[Document]
Delphine Deryng est chercheuse invitée à l’Université de Humboldt, à Berlin. Experte des impacts du changement climatique et de l’adaptation des systèmes alimentaires, elle est l’une des autrices du deuxième volet du dernier rapport du Groupe d’experts intergouvernemental sur l’évolution du climat (Giec). Auprès de Vert, elle décrypte les impacts de la crise climatique sur l’agriculture et les solutions d’adaptation mises en avant dans cet incontournable opus scientifique.
Quelles sont les principales conclusions du rapport concernant les impacts du climat sur l’agriculture ?
Nous avons aujourd’hui des preuves que les effets du changement climatique sur les productions agricoles, forestières et aquatiques se font déjà sentir. Depuis les années 60, la production agricole a connu une forte croissance. Mais nous savons désormais que cette croissance a été ralentie, jusqu’à 34 % pour le continent africain, en raison des bouleversements du climat.

Libellés des points d'objets
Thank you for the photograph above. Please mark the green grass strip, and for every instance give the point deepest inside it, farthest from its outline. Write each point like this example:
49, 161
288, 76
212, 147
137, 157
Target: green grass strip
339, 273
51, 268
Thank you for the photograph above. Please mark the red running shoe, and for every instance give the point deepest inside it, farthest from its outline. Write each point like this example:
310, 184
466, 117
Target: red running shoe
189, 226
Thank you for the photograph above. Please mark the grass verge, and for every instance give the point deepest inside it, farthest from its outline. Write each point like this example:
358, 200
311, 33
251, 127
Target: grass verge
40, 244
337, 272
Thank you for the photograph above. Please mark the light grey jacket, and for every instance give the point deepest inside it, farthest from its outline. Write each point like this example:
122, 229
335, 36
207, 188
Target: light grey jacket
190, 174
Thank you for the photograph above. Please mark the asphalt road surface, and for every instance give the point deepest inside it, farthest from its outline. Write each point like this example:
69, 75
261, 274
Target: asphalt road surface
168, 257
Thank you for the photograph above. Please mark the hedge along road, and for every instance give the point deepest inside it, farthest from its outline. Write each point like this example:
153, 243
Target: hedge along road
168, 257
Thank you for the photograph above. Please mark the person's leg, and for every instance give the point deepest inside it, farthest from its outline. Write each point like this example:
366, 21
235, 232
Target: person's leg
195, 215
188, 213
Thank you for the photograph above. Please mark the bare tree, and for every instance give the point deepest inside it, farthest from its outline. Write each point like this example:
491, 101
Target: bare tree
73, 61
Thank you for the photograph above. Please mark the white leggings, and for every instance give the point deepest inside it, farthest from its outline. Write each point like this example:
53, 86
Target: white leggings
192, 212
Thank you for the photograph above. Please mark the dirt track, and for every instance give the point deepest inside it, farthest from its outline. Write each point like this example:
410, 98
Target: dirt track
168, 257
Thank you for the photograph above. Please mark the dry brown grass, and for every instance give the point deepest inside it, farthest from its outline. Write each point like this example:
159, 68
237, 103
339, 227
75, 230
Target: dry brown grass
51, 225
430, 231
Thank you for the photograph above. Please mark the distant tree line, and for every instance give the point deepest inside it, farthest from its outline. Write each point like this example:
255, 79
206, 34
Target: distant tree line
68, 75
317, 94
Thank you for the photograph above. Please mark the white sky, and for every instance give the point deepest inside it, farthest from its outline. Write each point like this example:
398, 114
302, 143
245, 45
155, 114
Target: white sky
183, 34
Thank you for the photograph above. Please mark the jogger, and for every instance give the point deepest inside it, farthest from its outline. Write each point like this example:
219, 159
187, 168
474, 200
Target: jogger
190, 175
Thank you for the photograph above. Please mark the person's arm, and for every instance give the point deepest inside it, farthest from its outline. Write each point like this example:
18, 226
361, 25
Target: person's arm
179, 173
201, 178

[Consigne donnée 1]
D'après le texte sur le climat et l'agriculture, de combien la croissance de la production agricole a-t-elle été ralentie, au plus, sur le continent africain ?
[Consigne donnée 2]
Combien de lignes des enregistrements contiennent le mot « road » ? Donnez seulement le nombre.

[Réponse complète 1]
Jusqu'à 34 %.

[Réponse complète 2]
4